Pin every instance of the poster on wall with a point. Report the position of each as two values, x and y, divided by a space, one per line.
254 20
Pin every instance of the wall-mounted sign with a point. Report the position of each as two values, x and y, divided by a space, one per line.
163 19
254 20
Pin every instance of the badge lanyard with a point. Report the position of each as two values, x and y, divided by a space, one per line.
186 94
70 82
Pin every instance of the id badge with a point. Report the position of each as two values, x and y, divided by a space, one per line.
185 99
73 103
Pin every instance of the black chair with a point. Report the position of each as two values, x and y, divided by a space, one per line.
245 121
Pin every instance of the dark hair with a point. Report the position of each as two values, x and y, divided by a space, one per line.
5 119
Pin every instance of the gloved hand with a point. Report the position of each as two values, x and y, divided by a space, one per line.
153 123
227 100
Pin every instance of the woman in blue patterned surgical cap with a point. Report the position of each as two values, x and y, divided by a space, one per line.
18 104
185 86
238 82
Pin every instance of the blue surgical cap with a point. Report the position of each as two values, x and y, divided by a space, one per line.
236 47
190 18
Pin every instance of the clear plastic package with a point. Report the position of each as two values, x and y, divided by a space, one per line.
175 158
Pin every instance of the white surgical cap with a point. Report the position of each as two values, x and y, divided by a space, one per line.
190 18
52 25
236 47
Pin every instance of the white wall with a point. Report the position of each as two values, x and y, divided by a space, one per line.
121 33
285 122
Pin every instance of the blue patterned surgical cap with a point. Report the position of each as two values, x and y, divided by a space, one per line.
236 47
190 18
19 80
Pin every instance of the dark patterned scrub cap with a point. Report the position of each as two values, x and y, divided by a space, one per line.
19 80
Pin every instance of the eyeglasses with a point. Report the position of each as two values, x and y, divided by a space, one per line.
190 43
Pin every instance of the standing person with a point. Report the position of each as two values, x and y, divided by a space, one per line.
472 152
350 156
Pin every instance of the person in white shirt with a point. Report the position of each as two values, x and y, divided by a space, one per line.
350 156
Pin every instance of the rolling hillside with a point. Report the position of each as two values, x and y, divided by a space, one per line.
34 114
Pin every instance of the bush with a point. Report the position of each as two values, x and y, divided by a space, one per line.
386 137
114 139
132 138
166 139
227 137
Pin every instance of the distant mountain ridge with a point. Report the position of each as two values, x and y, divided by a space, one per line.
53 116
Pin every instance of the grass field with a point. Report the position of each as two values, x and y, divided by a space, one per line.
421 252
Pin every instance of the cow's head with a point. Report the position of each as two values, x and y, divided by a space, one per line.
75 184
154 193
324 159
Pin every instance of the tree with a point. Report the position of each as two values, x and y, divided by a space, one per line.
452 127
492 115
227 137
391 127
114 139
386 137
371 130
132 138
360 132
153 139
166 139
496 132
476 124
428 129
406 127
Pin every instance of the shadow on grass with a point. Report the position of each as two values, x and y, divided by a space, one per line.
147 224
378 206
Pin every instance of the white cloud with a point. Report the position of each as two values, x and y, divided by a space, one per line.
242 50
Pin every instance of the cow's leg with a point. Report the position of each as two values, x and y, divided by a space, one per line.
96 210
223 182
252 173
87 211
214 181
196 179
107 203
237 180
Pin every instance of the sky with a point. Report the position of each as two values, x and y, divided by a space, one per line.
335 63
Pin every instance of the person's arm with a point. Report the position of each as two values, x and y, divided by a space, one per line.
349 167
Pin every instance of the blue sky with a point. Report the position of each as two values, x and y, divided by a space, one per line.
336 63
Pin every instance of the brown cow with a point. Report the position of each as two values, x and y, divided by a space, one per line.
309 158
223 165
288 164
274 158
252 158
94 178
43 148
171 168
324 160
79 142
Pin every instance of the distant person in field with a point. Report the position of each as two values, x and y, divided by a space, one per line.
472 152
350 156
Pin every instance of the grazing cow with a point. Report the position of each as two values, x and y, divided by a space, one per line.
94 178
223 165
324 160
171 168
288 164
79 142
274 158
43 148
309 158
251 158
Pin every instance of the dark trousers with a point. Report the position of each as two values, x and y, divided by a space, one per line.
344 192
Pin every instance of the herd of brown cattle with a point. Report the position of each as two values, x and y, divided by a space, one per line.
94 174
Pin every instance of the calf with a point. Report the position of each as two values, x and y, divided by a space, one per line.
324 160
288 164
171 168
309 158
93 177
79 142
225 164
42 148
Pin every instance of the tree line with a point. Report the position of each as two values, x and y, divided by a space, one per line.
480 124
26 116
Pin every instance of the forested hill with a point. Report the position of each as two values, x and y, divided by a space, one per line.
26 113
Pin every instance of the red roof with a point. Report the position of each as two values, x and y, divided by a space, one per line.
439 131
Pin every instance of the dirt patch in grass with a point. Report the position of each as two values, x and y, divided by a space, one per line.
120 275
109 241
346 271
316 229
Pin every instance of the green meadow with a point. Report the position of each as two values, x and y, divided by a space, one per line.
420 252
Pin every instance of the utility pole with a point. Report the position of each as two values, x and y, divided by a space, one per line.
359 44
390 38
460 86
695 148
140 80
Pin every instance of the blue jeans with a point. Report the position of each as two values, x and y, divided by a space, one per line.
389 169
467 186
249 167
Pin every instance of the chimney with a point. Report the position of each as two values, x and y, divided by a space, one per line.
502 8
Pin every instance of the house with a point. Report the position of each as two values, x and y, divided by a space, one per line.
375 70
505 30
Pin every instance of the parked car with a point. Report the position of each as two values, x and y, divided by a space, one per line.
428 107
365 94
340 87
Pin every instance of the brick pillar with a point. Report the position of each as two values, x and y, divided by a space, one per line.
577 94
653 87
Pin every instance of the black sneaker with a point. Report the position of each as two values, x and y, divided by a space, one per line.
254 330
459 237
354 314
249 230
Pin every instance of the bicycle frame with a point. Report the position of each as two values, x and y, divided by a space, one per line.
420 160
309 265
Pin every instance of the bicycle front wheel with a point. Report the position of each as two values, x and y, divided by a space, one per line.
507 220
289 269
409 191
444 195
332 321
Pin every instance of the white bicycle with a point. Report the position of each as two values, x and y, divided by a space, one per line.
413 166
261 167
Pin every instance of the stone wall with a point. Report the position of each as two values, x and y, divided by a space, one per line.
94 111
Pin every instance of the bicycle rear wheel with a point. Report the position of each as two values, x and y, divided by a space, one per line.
....
Write the entries again, exactly as they stand.

Pin every instance of the poster on wall with a point. Report the position of each as two values, x and y, divided by a space, one per line.
254 20
Pin every instance of the wall-mounted sign with a point. Report the position of each as two values, x and y, divided by a space, one per line.
163 19
254 20
Pin every instance of the badge lanyard with a point. Report the position of each as two values, x and y, divided by a space, one per line.
186 94
70 82
Pin every instance of the id badge with a point. Report the position of each as two values, x and y, divided by a space, one per line.
185 99
73 103
Pin every instance of the black chair with a point. Report the position of each as two values, x and y, divided by a space, one per line.
245 121
Pin every instance of the dark hair with a point. Report the position of each as two values, x and y, divided by a space, one per line.
5 119
Pin every instance of the gloved hand with a point. Report the position of each as two values, x and y, divided by a space, one per line.
153 123
227 100
Pin every instance of the woman in blue patterned surgical cap with a point. Report the position of each as two values, x and y, divided by a space, one per line.
18 104
185 86
238 82
Pin every instance of the blue surgical cap with a point. Report the position of each as two values, x and y, divided by a space, one per line.
236 47
190 18
Pin every instance of the clear plastic package with a point. Report the position of each as two values, x and y, divided by a space, one per line.
175 158
Pin every instance of the white surgical cap with a point. Report the position of each as two values, x and y, divided by a space, one per line.
190 18
52 25
236 47
Pin every instance of the white wall with a point. Report the position of each as two values, x and y, divided by a space, one per line.
121 33
285 122
Pin every instance of the blue patterned surgical cap with a point. Report the position of each as two values, x and y, divided by a space, one per line.
236 47
190 18
19 80
Pin every instance of the dark patterned scrub cap with a point. Report the position of each as two values, x and y, divided by a space, one per line.
19 80
Pin every instance of the eyeglasses with a point. Report the position of each as two values, x and y, divided by a space, one per line.
190 43
Pin every instance of the standing person with a point. Report the position of each as two values, x and y, divided by a space, one per line.
472 152
350 156
Pin every instance of the person in white shirt with a point. Report the position of each as two values, x and y, divided by a space, one per line.
350 156
Pin every instance of the rolling hillside with a point. Report the position of each as two values, x and y, divided by a space, one per line.
34 114
Pin every instance of the bush with a point. Report the position of each as two values, x and y, divided by a space, one per line.
386 137
114 139
132 138
166 139
227 137
Pin every instance of the distant mountain ridge with a point. Report the position of each as two values, x and y, divided by a space, one per line.
53 116
Pin every instance of the grass field with a point. Report the position of each as two values, x and y, divided by a space, one per line.
421 252
Pin every instance of the cow's head with a point. Report the position of each as two values, x and y, divided by a space, one per line.
75 184
154 193
324 159
Pin every instance of the tree with a point. Report the position of each as two values, x and y, divided by a space, one per line.
452 127
492 115
227 137
391 127
114 139
386 137
371 130
132 138
360 132
153 139
166 139
496 132
476 124
428 129
406 127
Pin every instance of the shadow on grass with a point. Report the position of each as two values, x and y, divided by a space, one per line.
147 224
378 206
Pin every instance of the white cloud with a point. Report the position of each as two values, x and y, divided by a space, one per line.
242 50
Pin every instance of the cow's leg with a point. Report the position of each as two values, x and y, divided by a space, one per line.
96 210
223 182
252 173
87 211
214 181
196 179
107 203
237 180
Pin every instance of the sky with a point. Report the position of each as two values, x and y, divided by a space, one per line.
335 63
Pin every instance of the person's arm with a point. Report the position of each as two values, x and y, divided by a space, one per line.
349 167
Pin every instance of the blue sky with a point. Report the position of each as two values, x and y, divided by a space, one per line.
336 63
Pin every instance of the brown cow with a point. Report the position of each as two values, x and y, divided by a space, one per line.
309 158
223 165
288 164
274 158
252 158
94 178
43 148
171 168
324 160
79 142
Pin every instance of the distant person in field with a point. Report the position of each as two values, x and y, divided by a space, one per line.
472 152
350 156
Pin every instance of the grazing cow with a point. Report the position of each as two values, x and y, divided by a space, one per line.
94 178
223 165
324 160
171 168
288 164
79 142
274 158
43 148
309 158
251 158
Pin every instance of the dark trousers with a point. Report the position of each as two values, x and y, divided by a space, one per line.
344 192
Pin every instance of the herd of brown cattle with a point. Report the position of each as two values, x and y, divided by a space, one per line.
94 174
Pin every instance of the calf with a point. Report the position of each as two values, x and y, divided by a space, one per line.
324 160
288 164
171 168
309 158
93 177
79 142
225 164
42 148
Pin every instance of the tree line with a point. Report the position of each as two values, x and y, divided by a space, one per line.
480 124
26 116
Pin every instance of the forested hill with a point. Report the position of each as two values, x and y, divided by a space, one per line.
26 113
Pin every instance of the red roof with a point. Report the position of each as two values, x and y, divided by a space, one per line.
439 131
Pin every instance of the dirt patch in grass with a point. Report the position of each as two values, x and y, divided by a space, one per line.
120 275
109 241
346 271
316 229
Pin every instance of the green meadow with a point. Report the position of each as two values, x and y, divided by a space, one per line.
420 252
Pin every instance of the utility pole with a point. Report the position of each as two values, x and y, divided by a space, one per line.
359 44
390 38
460 86
695 148
140 80
Pin every instance of the blue jeans with a point. Report the position of each as two values, x and y, divided by a space, one per line.
389 169
467 186
249 167
Pin every instance of the chimney with a point. Report the position of each as two values, x and y, divided by a space, one per line.
502 8
Pin every instance of the house with a point. Report the position of each as two values, x and y, divided by a space, one per line.
375 70
505 30
Pin every instance of the parked car with a point. Report the position of each as two values, x and y, divided by a space, one per line.
428 107
365 94
340 87
Pin every instance of the brick pillar with a point. Report the position of each as two values, x and y, divided by a space, one per line.
577 94
653 87
Pin every instance of the black sneaker with a point. Report the position of each as two values, x and y, divided by a space, one per line.
254 330
459 237
354 314
249 230
Pin every instance of the bicycle frame with a point. Report the position of each as two values, x and y, divided by a space, one per line.
420 160
309 265
Pin every instance of the bicycle front wheel with a point. Report the position of each as two values, x and y, divided by a space, one per line.
507 220
289 269
409 191
444 195
332 321
Pin every instance of the white bicycle with a point. Report the position of each as two values, x and y, divided by a space, one per line.
413 166
261 167
Pin every instance of the stone wall with a point. Report the position of each as two values, x and y, divided by a space, one per line.
94 111
Pin every instance of the bicycle rear wheel with a point. Report the position of each as two values, x and y, divided by a space, one per line.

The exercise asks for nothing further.